__Assignment__. The lines from the start of the data up to and including the one with "positive clicks: (828, 204)" should be returned exactly, and nothing else.

......

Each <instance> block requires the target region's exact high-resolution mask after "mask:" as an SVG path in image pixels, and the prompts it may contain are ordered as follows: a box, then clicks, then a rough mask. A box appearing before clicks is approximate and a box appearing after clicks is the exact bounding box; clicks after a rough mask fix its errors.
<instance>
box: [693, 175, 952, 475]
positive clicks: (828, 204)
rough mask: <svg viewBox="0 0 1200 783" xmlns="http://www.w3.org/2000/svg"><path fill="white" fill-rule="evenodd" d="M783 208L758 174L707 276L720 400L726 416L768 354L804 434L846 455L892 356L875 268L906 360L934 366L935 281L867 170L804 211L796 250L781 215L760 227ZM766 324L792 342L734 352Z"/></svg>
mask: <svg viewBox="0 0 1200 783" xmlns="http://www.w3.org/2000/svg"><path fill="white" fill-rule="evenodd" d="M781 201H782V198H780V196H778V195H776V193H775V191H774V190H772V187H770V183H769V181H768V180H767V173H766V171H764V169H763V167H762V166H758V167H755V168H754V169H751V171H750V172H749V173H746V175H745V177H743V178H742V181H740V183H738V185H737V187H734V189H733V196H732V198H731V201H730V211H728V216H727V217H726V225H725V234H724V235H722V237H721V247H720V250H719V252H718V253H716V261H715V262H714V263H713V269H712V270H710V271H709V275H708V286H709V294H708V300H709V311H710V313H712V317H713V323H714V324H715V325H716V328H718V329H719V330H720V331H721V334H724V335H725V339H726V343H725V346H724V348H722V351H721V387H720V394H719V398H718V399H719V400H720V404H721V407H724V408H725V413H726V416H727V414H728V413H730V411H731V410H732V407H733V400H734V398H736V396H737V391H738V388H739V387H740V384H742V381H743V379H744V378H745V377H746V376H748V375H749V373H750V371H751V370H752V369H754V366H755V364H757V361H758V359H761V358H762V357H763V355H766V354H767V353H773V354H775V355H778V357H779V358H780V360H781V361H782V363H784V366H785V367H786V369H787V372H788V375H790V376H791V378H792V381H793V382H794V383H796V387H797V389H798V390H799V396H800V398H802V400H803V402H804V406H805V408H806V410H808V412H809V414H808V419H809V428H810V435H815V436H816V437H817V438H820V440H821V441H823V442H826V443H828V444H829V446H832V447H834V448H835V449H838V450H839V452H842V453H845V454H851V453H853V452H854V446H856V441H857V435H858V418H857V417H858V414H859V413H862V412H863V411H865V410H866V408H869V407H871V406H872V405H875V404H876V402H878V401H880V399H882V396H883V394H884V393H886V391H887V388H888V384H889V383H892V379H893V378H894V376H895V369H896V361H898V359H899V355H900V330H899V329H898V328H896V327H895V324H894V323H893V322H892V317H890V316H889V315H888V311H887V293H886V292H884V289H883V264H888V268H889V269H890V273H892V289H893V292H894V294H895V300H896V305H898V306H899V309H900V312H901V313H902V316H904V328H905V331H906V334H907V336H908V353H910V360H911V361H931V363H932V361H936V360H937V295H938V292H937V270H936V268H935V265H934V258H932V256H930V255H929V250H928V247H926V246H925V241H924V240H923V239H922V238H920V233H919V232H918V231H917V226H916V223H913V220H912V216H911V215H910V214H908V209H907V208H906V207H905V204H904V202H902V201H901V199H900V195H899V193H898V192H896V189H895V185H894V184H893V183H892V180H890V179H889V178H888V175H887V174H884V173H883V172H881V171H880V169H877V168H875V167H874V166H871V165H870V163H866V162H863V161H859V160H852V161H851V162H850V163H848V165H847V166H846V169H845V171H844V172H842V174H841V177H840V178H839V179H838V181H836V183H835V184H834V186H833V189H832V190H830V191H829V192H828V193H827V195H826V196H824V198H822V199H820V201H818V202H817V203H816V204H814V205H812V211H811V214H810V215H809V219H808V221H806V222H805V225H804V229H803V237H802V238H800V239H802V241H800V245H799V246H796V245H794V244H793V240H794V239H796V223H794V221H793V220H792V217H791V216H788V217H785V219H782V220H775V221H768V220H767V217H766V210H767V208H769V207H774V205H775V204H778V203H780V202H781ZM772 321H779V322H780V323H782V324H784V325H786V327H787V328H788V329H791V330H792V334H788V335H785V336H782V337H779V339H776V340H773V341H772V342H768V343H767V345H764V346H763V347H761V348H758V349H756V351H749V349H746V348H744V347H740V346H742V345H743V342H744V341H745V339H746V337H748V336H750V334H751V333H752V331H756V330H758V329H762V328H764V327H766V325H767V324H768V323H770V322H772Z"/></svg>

......

__Result below__.
Each <instance> block requires the target region's exact high-resolution mask after "mask:" as an SVG path in image pixels, and the prompts it may contain are ordered as follows: a box, then clicks, then a rough mask. A box appearing before clicks is approximate and a box appearing after clicks is the exact bounding box; clicks after a rough mask fix its errors.
<instance>
box: [693, 175, 952, 475]
positive clicks: (828, 204)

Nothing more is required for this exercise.